#### [Article]
Tout d’abord, le réseau va être morcelé : comment dialogueront les exploitants aux points de raccordement ligne nouvelle privée/ligne classique pour assurer la continuité des sillons ? Cela ne va-t-il pas créer de nouvelles faiblesses, propices à des surcoûts et à une dégradation du service ?
Au bout de trente ans, lorsque le concessionnaire s’en va, dans quel état se trouve la ligne ? Une remise à niveau sera à prévoir, comment RFF va-t-il financer cette régénération ? Une entreprise normale la finance avec l’exploitation... Dans le cas présent, le concessionnaire s’en va avec ses bénéfices... concrètement RFF se retrouvera contraint de contracter avec un nouveau concessionnaire.
Enfin, le PPP ne résout pas le problème du réseau classique, pire, il prive RFF d’un outil de production rentable, qui lui permettrait de rendre ses comptes plus présentables.
Alors, quelle stratégie doit adopter l’Etat actionnaire ?
Pour résumer, RFF se trouve dans une situation financière catastrophique, avec un réseau fortement dégradé.
Dans le même temps, l’actionnaire (l’Etat) n’a plus d’argent, RFF a recours à des mécanismes de financement privé des infrastructures et des opportunités de développement apparaissent avec l’ouverture du réseau à de nouveaux clients (bien qu’avec la crise actuelle cette opportunité soit partiellement obérée).
A partir de ce constat, la solution que je propose se déroulerait en deux temps :
Premier temps : le redressement
L’Etat, malgré sa situation financière, prend ses responsabilités et recapitalise partiellement RFF, comme le propose la Cour des comptes, quitte à froisser Bruxelles (en ce moment, il n’y aurait à mon avis pas trop de remontrances). Cela rendrait « la mariée » sinon jolie, du moins présentable. De plus, l’Etat prévoit une subvention de désendettement versée annuellement sur cinq à dix ans.
Dans le même temps, RFF et le ministère de l’Ecologie redessinent le réseau ferré d’intérêt national, comme je le préconisais dans mon
précédent article, avec logiquement la fermeture de 5 000 à 7 000 km de lignes arrivées en fin de vie pour lesquelles un investissement de modernisation serait démesuré par rapport au service rendu (dessertes d’intérêt local en milieu rural notamment, de toutes façons pratiquement plus utilisées).
Comme le préconise la Cour des comptes, RFF intègre par voie de détachement de leur entreprise les 55 000 cheminots de la SNCF affectés à l’exploitation et à l’entretien des installations fixes, aux horaires, à l’ingénierie de maintenance, à la réglementation ferroviaire et à la formation des conducteurs. RFF embaucherait ensuite ses propres agents au fur et à mesure des départs en retraite.

#### [Consigne]
Recopiez le passage de l'article sur RFF compris entre « Dans le même temps, l’actionnaire » et « cinq à dix ans. », ces deux extraits inclus. Les lignes qui viennent ensuite n'ont aucun lien avec l'article.

#### [Données fournies]
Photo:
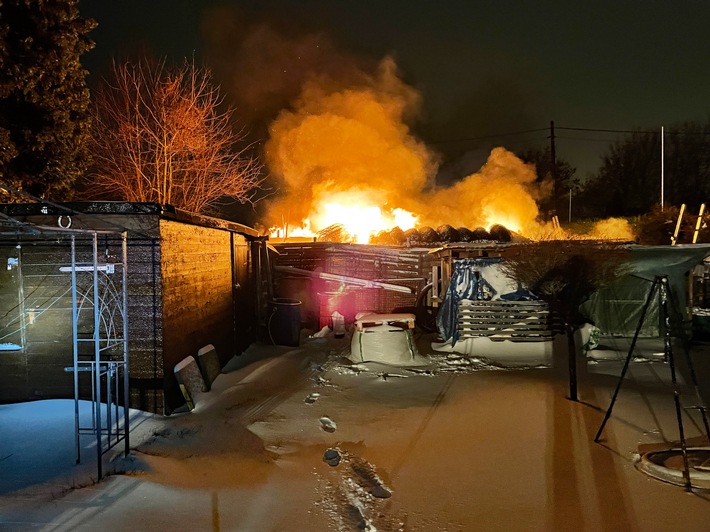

#### [Réponse]
Dans le même temps, l’actionnaire (l’Etat) n’a plus d’argent, RFF a recours à des mécanismes de financement privé des infrastructures et des opportunités de développement apparaissent avec l’ouverture du réseau à de nouveaux clients (bien qu’avec la crise actuelle cette opportunité soit partiellement obérée).
A partir de ce constat, la solution que je propose se déroulerait en deux temps :
Premier temps : le redressement
L’Etat, malgré sa situation financière, prend ses responsabilités et recapitalise partiellement RFF, comme le propose la Cour des comptes, quitte à froisser Bruxelles (en ce moment, il n’y aurait à mon avis pas trop de remontrances). Cela rendrait « la mariée » sinon jolie, du moins présentable. De plus, l’Etat prévoit une subvention de désendettement versée annuellement sur cinq à dix ans.